**Records provided:**
━━━━━━━━━━━━━━━━

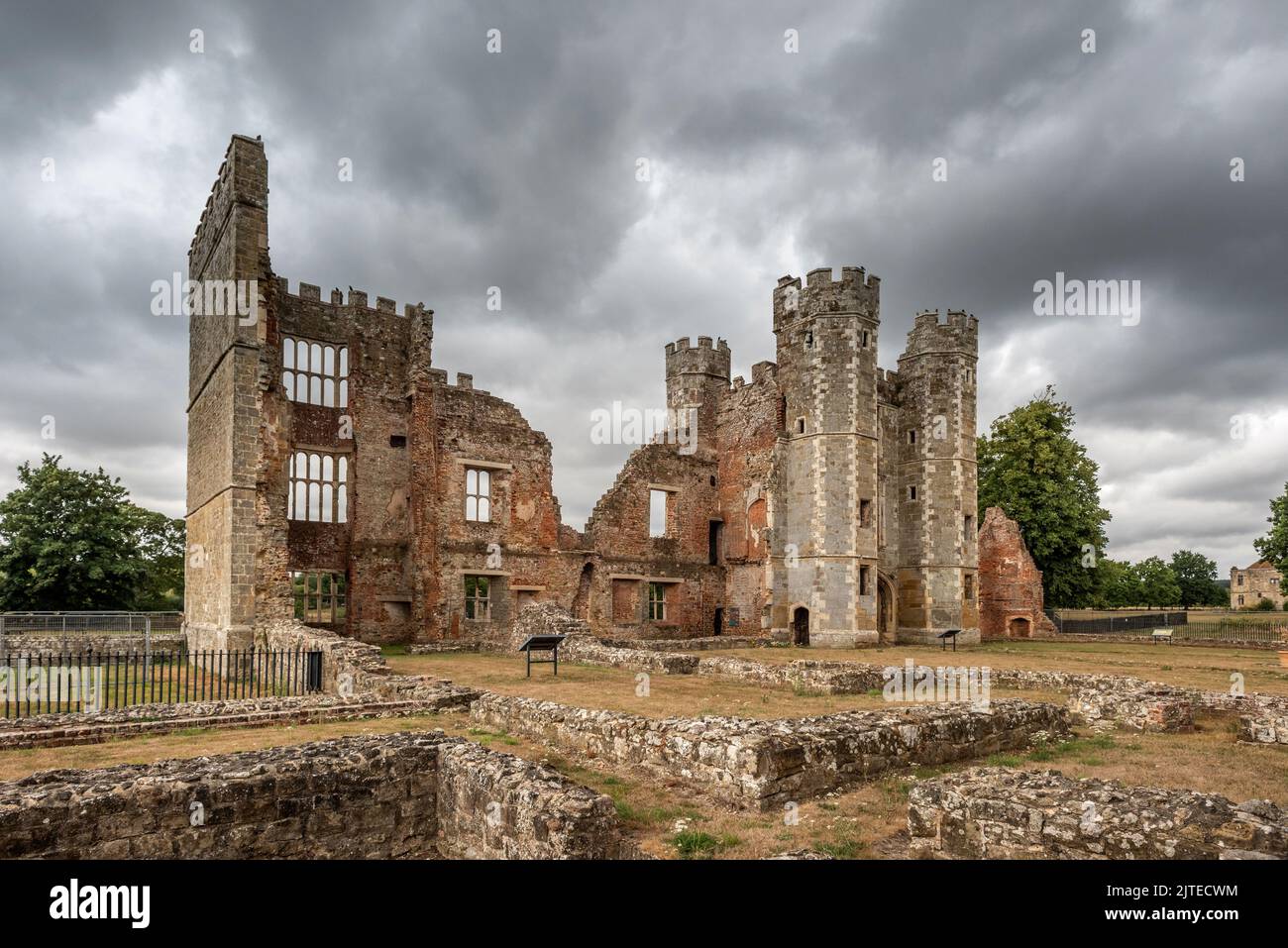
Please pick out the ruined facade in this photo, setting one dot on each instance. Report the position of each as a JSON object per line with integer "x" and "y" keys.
{"x": 335, "y": 474}
{"x": 1258, "y": 581}
{"x": 1010, "y": 582}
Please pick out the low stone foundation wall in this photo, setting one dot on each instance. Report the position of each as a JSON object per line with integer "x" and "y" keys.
{"x": 763, "y": 764}
{"x": 709, "y": 643}
{"x": 433, "y": 648}
{"x": 78, "y": 644}
{"x": 386, "y": 796}
{"x": 995, "y": 813}
{"x": 68, "y": 729}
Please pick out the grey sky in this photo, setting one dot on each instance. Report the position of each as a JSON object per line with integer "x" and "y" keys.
{"x": 519, "y": 170}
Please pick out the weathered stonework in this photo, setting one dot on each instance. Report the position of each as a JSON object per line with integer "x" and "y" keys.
{"x": 765, "y": 764}
{"x": 138, "y": 720}
{"x": 825, "y": 501}
{"x": 1258, "y": 581}
{"x": 400, "y": 796}
{"x": 1010, "y": 583}
{"x": 996, "y": 813}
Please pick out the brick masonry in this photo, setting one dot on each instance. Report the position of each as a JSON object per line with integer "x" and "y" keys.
{"x": 996, "y": 813}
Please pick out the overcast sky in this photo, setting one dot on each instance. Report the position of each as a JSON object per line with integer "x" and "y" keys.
{"x": 519, "y": 168}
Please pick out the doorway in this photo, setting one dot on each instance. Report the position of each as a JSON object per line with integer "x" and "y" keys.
{"x": 800, "y": 626}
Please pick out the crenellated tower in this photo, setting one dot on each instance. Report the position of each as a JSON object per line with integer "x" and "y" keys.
{"x": 697, "y": 377}
{"x": 825, "y": 487}
{"x": 938, "y": 563}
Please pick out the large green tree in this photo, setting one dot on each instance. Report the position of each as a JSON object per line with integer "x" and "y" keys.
{"x": 1158, "y": 584}
{"x": 1196, "y": 575}
{"x": 72, "y": 540}
{"x": 1030, "y": 467}
{"x": 1274, "y": 545}
{"x": 1117, "y": 584}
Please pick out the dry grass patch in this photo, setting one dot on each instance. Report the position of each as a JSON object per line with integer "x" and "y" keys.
{"x": 1176, "y": 665}
{"x": 668, "y": 695}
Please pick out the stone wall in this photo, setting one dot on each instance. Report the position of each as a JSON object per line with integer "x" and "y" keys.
{"x": 394, "y": 796}
{"x": 67, "y": 729}
{"x": 78, "y": 644}
{"x": 764, "y": 764}
{"x": 1010, "y": 583}
{"x": 996, "y": 813}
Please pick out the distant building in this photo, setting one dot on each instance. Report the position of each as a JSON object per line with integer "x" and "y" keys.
{"x": 1256, "y": 582}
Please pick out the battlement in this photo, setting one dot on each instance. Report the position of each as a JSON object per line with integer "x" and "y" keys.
{"x": 357, "y": 299}
{"x": 243, "y": 176}
{"x": 958, "y": 331}
{"x": 857, "y": 292}
{"x": 704, "y": 359}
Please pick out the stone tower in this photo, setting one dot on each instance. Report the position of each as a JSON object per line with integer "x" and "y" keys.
{"x": 823, "y": 540}
{"x": 938, "y": 565}
{"x": 223, "y": 406}
{"x": 697, "y": 377}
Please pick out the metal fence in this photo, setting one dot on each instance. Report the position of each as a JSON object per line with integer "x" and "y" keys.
{"x": 89, "y": 682}
{"x": 89, "y": 622}
{"x": 1194, "y": 625}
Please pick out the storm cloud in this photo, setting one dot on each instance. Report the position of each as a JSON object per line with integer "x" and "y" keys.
{"x": 519, "y": 170}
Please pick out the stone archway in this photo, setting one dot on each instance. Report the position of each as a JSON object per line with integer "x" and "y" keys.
{"x": 885, "y": 609}
{"x": 581, "y": 601}
{"x": 800, "y": 626}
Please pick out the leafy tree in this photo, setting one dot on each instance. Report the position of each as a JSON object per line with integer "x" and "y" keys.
{"x": 1274, "y": 545}
{"x": 1158, "y": 584}
{"x": 162, "y": 543}
{"x": 72, "y": 540}
{"x": 1117, "y": 584}
{"x": 1196, "y": 575}
{"x": 1031, "y": 468}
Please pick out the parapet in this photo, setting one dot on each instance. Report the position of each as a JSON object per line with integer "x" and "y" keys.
{"x": 855, "y": 292}
{"x": 703, "y": 359}
{"x": 957, "y": 333}
{"x": 357, "y": 299}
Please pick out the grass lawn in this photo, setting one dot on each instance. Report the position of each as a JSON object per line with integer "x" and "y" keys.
{"x": 669, "y": 695}
{"x": 1177, "y": 665}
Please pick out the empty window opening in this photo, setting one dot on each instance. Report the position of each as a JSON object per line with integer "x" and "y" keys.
{"x": 318, "y": 487}
{"x": 478, "y": 494}
{"x": 320, "y": 597}
{"x": 316, "y": 372}
{"x": 657, "y": 601}
{"x": 658, "y": 513}
{"x": 478, "y": 596}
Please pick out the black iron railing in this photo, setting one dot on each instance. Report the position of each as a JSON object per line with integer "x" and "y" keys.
{"x": 88, "y": 682}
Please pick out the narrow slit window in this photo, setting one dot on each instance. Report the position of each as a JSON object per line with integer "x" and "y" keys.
{"x": 478, "y": 494}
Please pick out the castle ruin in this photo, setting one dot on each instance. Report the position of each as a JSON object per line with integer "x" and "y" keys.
{"x": 338, "y": 476}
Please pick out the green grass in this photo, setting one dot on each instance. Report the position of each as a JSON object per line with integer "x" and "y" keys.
{"x": 696, "y": 844}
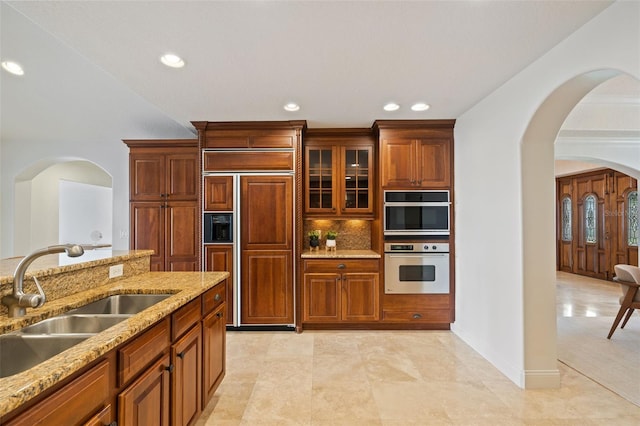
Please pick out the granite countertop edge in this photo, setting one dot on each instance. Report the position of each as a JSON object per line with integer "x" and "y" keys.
{"x": 17, "y": 389}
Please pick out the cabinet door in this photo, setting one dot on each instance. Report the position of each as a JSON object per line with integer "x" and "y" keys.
{"x": 72, "y": 404}
{"x": 214, "y": 350}
{"x": 356, "y": 180}
{"x": 361, "y": 297}
{"x": 398, "y": 163}
{"x": 434, "y": 163}
{"x": 147, "y": 177}
{"x": 267, "y": 287}
{"x": 186, "y": 384}
{"x": 320, "y": 167}
{"x": 181, "y": 236}
{"x": 218, "y": 193}
{"x": 322, "y": 297}
{"x": 147, "y": 230}
{"x": 146, "y": 400}
{"x": 182, "y": 174}
{"x": 266, "y": 212}
{"x": 220, "y": 258}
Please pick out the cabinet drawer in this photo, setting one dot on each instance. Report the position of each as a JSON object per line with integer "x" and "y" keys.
{"x": 250, "y": 160}
{"x": 434, "y": 315}
{"x": 184, "y": 318}
{"x": 72, "y": 404}
{"x": 341, "y": 265}
{"x": 137, "y": 355}
{"x": 212, "y": 299}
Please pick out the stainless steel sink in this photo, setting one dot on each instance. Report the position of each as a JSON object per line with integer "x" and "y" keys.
{"x": 74, "y": 324}
{"x": 36, "y": 343}
{"x": 18, "y": 353}
{"x": 127, "y": 304}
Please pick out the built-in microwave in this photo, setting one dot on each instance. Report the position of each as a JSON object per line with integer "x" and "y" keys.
{"x": 417, "y": 213}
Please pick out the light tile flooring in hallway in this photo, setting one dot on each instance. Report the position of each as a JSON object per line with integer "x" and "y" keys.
{"x": 395, "y": 378}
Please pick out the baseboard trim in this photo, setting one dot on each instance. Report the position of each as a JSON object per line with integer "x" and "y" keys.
{"x": 541, "y": 379}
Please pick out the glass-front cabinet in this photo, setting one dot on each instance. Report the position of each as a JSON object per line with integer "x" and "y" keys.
{"x": 338, "y": 178}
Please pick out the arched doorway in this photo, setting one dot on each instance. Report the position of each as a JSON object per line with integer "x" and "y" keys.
{"x": 538, "y": 202}
{"x": 77, "y": 188}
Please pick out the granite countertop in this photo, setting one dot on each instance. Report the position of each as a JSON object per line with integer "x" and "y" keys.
{"x": 19, "y": 388}
{"x": 55, "y": 264}
{"x": 324, "y": 254}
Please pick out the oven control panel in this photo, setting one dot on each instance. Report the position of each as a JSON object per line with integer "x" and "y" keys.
{"x": 418, "y": 247}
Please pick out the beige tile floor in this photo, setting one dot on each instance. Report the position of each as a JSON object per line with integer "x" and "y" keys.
{"x": 396, "y": 378}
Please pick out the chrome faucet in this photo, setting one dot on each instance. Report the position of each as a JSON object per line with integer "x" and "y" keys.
{"x": 19, "y": 301}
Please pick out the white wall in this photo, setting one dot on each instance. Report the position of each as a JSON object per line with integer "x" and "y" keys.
{"x": 505, "y": 253}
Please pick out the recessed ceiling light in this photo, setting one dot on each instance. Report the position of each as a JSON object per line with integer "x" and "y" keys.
{"x": 292, "y": 107}
{"x": 12, "y": 67}
{"x": 171, "y": 60}
{"x": 420, "y": 106}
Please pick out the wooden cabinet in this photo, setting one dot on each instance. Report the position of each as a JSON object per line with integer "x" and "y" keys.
{"x": 339, "y": 172}
{"x": 214, "y": 350}
{"x": 267, "y": 249}
{"x": 218, "y": 193}
{"x": 345, "y": 290}
{"x": 163, "y": 190}
{"x": 416, "y": 154}
{"x": 75, "y": 403}
{"x": 146, "y": 401}
{"x": 220, "y": 258}
{"x": 170, "y": 230}
{"x": 186, "y": 383}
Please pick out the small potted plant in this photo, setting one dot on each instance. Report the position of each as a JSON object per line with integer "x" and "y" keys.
{"x": 314, "y": 239}
{"x": 331, "y": 240}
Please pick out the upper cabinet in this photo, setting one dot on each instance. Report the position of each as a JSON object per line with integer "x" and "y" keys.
{"x": 339, "y": 172}
{"x": 163, "y": 170}
{"x": 416, "y": 154}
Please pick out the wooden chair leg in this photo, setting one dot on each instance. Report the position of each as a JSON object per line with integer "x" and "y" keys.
{"x": 626, "y": 318}
{"x": 617, "y": 321}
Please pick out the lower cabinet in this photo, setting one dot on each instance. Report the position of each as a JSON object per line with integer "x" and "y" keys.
{"x": 341, "y": 291}
{"x": 164, "y": 376}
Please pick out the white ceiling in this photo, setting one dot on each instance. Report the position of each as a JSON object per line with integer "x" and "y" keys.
{"x": 93, "y": 66}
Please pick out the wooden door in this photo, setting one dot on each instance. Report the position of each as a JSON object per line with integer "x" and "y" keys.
{"x": 214, "y": 350}
{"x": 592, "y": 244}
{"x": 181, "y": 236}
{"x": 147, "y": 230}
{"x": 361, "y": 297}
{"x": 147, "y": 177}
{"x": 322, "y": 297}
{"x": 182, "y": 174}
{"x": 220, "y": 258}
{"x": 434, "y": 163}
{"x": 356, "y": 180}
{"x": 186, "y": 383}
{"x": 218, "y": 193}
{"x": 146, "y": 401}
{"x": 566, "y": 224}
{"x": 398, "y": 163}
{"x": 267, "y": 287}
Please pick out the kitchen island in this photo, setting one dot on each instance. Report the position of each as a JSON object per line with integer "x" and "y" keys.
{"x": 187, "y": 288}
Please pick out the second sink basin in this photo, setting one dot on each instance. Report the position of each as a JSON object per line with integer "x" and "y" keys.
{"x": 74, "y": 324}
{"x": 127, "y": 304}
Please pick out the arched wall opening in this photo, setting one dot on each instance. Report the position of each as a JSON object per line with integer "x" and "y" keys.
{"x": 62, "y": 198}
{"x": 538, "y": 227}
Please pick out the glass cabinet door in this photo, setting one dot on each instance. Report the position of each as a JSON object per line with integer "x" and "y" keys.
{"x": 356, "y": 193}
{"x": 320, "y": 187}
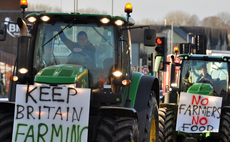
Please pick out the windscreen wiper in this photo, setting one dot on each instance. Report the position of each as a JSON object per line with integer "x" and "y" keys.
{"x": 67, "y": 26}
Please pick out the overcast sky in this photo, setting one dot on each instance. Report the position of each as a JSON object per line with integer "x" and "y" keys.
{"x": 151, "y": 9}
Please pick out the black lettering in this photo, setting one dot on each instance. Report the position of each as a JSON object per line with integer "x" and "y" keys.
{"x": 20, "y": 112}
{"x": 75, "y": 90}
{"x": 202, "y": 110}
{"x": 180, "y": 108}
{"x": 41, "y": 135}
{"x": 188, "y": 109}
{"x": 202, "y": 128}
{"x": 56, "y": 94}
{"x": 30, "y": 110}
{"x": 194, "y": 126}
{"x": 209, "y": 128}
{"x": 77, "y": 116}
{"x": 207, "y": 111}
{"x": 48, "y": 110}
{"x": 45, "y": 93}
{"x": 39, "y": 113}
{"x": 185, "y": 127}
{"x": 194, "y": 109}
{"x": 28, "y": 94}
{"x": 58, "y": 112}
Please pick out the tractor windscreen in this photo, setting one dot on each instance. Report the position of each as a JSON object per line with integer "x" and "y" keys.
{"x": 82, "y": 44}
{"x": 200, "y": 71}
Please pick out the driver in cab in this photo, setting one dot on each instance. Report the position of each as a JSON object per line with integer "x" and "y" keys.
{"x": 83, "y": 45}
{"x": 204, "y": 76}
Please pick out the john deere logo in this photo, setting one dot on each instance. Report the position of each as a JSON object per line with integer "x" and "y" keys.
{"x": 12, "y": 27}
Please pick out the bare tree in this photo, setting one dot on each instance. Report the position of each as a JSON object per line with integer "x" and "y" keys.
{"x": 147, "y": 21}
{"x": 224, "y": 18}
{"x": 193, "y": 21}
{"x": 212, "y": 21}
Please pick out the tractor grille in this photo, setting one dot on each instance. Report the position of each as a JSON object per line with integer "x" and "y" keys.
{"x": 66, "y": 73}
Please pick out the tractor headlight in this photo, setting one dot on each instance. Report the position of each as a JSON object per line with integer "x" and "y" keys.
{"x": 119, "y": 22}
{"x": 23, "y": 70}
{"x": 105, "y": 20}
{"x": 31, "y": 19}
{"x": 45, "y": 18}
{"x": 117, "y": 73}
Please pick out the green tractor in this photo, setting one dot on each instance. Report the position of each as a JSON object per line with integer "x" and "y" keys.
{"x": 197, "y": 101}
{"x": 64, "y": 91}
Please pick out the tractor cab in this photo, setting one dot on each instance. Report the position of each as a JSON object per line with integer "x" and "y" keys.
{"x": 205, "y": 75}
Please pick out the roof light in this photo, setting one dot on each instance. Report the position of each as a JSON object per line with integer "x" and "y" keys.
{"x": 126, "y": 82}
{"x": 14, "y": 78}
{"x": 119, "y": 22}
{"x": 31, "y": 19}
{"x": 176, "y": 49}
{"x": 158, "y": 40}
{"x": 128, "y": 8}
{"x": 104, "y": 20}
{"x": 23, "y": 70}
{"x": 117, "y": 73}
{"x": 45, "y": 18}
{"x": 23, "y": 4}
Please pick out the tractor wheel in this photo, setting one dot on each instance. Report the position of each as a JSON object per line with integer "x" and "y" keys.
{"x": 225, "y": 127}
{"x": 6, "y": 126}
{"x": 118, "y": 129}
{"x": 148, "y": 121}
{"x": 166, "y": 125}
{"x": 162, "y": 113}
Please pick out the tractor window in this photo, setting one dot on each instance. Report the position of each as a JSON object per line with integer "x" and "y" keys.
{"x": 199, "y": 71}
{"x": 100, "y": 41}
{"x": 82, "y": 44}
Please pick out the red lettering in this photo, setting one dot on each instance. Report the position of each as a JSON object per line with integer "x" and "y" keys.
{"x": 202, "y": 101}
{"x": 194, "y": 99}
{"x": 194, "y": 119}
{"x": 202, "y": 120}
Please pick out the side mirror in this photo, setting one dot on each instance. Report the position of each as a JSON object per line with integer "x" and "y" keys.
{"x": 150, "y": 37}
{"x": 2, "y": 31}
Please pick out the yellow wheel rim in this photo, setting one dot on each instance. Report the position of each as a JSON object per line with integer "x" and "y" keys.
{"x": 153, "y": 130}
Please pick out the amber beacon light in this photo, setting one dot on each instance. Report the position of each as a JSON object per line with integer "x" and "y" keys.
{"x": 23, "y": 4}
{"x": 128, "y": 8}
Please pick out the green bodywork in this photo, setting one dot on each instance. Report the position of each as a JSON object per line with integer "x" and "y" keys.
{"x": 63, "y": 74}
{"x": 134, "y": 86}
{"x": 70, "y": 74}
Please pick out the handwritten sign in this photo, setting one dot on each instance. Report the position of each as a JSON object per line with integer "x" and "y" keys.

━━━━━━━━━━━━━━━━

Nothing but the lines from the one with "Please pick out the yellow" through the end of the data above should be repeated, each exactly as it stands.

**Task result:**
Please pick out the yellow wheel rim in this photo, setting one dot on each instance. Report the position of each as a JSON object per line with integer "x" and "y" keys.
{"x": 153, "y": 130}
Please pick out the amber beacon light in this photo, setting one dot on each instance. Report the position of each as a JSON object per line with integer "x" and "y" keys.
{"x": 23, "y": 4}
{"x": 128, "y": 8}
Please pick out the green bodywork in this photo, setting one dot on each instance. Report the position of each as a JSON object per line with integer "x" and "y" keys.
{"x": 63, "y": 74}
{"x": 134, "y": 86}
{"x": 70, "y": 74}
Please pick out the handwritten sign in this photo, setting one dot on each instance. Report the position of each as a JSON object per line with integer "x" and "y" keys.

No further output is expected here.